[Opening THE DATA section]
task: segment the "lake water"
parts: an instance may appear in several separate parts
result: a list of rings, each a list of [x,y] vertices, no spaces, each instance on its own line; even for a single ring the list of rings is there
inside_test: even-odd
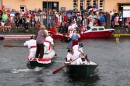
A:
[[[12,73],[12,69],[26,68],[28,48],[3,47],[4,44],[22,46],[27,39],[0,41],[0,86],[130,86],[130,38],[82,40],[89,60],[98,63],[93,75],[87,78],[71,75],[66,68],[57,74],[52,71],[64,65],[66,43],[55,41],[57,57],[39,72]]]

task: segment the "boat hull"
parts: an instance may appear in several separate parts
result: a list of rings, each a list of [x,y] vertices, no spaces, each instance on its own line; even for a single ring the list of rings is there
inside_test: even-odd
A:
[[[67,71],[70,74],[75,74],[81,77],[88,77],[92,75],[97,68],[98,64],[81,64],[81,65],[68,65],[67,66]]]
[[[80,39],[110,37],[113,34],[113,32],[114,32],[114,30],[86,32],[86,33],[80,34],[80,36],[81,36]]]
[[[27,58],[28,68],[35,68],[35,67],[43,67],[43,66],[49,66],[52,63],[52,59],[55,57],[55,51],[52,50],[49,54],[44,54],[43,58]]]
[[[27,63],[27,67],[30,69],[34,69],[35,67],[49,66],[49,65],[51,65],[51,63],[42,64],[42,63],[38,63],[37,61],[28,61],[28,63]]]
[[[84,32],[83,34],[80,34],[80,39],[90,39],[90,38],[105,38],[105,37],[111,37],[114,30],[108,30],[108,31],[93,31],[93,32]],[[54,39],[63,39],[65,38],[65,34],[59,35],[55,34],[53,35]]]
[Closing THE DATA section]
[Opening THE DATA section]
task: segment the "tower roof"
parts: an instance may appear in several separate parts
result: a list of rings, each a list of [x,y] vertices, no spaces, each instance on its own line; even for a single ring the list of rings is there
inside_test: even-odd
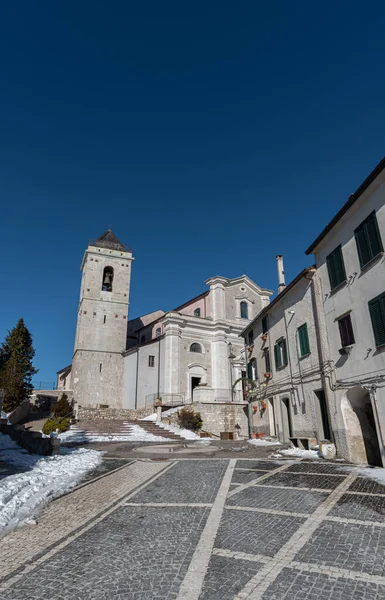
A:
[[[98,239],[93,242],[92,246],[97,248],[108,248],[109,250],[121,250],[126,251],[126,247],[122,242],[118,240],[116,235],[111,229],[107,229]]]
[Closing THE DATA section]
== TASK ITEM ==
Reproduce every line from the entries that holds the word "segment".

== OUTPUT ==
task: segment the "lake water"
task: segment the "boat hull"
task: segment the "tower roof"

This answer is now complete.